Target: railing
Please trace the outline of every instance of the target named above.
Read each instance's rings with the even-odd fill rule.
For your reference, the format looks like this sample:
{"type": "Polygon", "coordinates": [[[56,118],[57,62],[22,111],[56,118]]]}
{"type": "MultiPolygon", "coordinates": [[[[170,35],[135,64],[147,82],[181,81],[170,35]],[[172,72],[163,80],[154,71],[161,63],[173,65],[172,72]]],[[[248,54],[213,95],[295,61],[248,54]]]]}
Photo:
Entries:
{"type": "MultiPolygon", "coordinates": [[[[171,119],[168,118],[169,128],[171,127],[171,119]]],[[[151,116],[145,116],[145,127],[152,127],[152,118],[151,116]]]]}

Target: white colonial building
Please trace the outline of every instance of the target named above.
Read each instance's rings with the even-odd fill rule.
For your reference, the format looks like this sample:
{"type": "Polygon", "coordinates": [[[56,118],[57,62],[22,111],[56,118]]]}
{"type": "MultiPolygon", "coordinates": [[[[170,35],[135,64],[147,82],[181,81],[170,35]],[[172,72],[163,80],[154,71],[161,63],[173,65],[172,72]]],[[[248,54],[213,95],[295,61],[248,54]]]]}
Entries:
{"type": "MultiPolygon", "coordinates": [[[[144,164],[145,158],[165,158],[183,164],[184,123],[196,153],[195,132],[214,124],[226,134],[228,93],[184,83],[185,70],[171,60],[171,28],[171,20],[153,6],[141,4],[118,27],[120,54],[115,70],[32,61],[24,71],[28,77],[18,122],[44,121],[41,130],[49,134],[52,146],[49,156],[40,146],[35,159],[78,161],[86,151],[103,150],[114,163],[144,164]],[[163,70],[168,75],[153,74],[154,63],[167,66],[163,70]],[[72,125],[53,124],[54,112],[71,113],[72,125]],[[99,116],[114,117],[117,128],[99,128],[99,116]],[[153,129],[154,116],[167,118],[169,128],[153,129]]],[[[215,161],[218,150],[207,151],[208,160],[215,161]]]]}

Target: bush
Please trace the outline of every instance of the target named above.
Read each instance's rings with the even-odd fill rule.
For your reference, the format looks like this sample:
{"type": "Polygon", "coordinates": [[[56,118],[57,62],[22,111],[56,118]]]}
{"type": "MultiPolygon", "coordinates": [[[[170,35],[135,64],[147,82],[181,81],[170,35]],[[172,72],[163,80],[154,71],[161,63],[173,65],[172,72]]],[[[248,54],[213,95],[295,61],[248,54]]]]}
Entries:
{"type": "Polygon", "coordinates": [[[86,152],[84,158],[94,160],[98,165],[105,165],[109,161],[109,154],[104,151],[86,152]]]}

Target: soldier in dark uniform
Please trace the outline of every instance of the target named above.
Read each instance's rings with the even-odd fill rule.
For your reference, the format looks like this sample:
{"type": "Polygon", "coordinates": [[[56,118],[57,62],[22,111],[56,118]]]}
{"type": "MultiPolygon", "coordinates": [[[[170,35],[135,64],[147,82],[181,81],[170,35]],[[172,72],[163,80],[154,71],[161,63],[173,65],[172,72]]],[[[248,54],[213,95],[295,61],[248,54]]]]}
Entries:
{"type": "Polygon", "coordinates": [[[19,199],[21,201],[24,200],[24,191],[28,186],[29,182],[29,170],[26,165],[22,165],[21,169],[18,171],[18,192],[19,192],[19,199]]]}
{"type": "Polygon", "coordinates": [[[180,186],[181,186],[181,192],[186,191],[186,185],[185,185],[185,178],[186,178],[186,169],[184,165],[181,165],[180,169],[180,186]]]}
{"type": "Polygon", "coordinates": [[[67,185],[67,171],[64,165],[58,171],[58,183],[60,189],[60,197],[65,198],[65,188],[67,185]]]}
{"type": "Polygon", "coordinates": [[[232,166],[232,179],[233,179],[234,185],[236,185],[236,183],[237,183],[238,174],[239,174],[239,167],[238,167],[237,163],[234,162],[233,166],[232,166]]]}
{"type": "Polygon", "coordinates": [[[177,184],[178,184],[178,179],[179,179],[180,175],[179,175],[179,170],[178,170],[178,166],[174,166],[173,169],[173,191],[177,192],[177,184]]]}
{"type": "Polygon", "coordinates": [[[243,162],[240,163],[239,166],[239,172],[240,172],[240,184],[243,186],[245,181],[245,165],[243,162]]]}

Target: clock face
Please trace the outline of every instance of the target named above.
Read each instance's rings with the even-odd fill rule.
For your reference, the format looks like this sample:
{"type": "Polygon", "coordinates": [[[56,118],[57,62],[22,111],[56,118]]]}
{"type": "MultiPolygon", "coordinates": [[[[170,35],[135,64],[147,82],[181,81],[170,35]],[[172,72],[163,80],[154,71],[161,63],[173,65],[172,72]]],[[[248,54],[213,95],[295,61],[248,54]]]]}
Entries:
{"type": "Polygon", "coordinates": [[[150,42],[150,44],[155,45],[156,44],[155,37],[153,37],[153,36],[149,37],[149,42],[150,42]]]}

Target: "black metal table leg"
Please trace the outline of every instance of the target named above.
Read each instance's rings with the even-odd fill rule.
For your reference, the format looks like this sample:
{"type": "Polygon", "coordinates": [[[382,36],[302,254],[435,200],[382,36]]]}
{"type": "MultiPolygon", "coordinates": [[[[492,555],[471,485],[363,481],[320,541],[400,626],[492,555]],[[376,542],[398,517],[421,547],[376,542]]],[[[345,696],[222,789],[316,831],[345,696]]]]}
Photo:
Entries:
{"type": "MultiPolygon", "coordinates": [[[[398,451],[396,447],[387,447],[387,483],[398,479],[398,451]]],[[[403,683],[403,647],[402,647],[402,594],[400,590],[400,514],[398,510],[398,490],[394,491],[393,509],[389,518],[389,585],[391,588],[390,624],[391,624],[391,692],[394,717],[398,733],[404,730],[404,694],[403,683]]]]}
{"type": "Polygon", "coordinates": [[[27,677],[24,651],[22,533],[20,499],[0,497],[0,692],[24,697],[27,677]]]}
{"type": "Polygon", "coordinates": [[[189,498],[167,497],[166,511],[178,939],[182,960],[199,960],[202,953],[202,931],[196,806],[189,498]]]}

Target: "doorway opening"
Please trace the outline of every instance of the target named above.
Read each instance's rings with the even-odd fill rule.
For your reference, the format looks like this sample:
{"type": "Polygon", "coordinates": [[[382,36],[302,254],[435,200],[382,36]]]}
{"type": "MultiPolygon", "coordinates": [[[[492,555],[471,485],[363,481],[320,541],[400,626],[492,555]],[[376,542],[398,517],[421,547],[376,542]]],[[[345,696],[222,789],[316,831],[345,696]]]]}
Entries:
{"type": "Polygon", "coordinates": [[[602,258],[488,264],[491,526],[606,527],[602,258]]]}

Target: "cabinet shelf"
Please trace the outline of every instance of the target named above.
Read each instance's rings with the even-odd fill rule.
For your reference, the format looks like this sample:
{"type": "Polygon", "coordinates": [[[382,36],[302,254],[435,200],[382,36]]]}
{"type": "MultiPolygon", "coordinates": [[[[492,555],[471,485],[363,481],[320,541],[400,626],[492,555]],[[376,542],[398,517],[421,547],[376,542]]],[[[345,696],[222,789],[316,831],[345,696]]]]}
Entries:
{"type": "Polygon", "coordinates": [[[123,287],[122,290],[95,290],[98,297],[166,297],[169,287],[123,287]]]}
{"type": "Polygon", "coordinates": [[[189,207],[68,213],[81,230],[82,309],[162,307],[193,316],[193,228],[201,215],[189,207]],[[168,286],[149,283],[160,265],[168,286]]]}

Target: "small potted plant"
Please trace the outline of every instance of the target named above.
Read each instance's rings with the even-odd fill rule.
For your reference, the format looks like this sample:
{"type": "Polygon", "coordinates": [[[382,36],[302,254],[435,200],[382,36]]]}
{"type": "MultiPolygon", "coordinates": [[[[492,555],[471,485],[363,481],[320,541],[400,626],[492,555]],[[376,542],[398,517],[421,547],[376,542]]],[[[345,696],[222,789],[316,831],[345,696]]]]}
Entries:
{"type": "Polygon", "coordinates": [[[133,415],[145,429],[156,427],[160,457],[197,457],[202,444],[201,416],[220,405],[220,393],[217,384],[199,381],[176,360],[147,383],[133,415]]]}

**Problem to work on**
Retype, exactly and with nothing added, the lines of the material above from the first through the one that contains "Target: white colonial building".

**Solution to this task**
Target: railing
Please trace the outline of every instance of the target named above.
Read each instance's rings with the even-odd fill rule.
For your reference, the format looks like this sample:
{"type": "Polygon", "coordinates": [[[56,118],[57,62],[22,111],[56,118]]]}
{"type": "MultiPolygon", "coordinates": [[[[170,35],[135,64],[147,82],[181,81],[170,35]],[[172,72],[163,80],[154,71],[161,63],[173,65],[172,72]]],[[[248,54],[213,95],[295,61],[248,54]]]]}
Photo:
Entries:
{"type": "MultiPolygon", "coordinates": [[[[171,119],[168,118],[169,128],[171,127],[171,119]]],[[[151,116],[145,116],[145,127],[152,127],[152,118],[151,116]]]]}

Target: white colonial building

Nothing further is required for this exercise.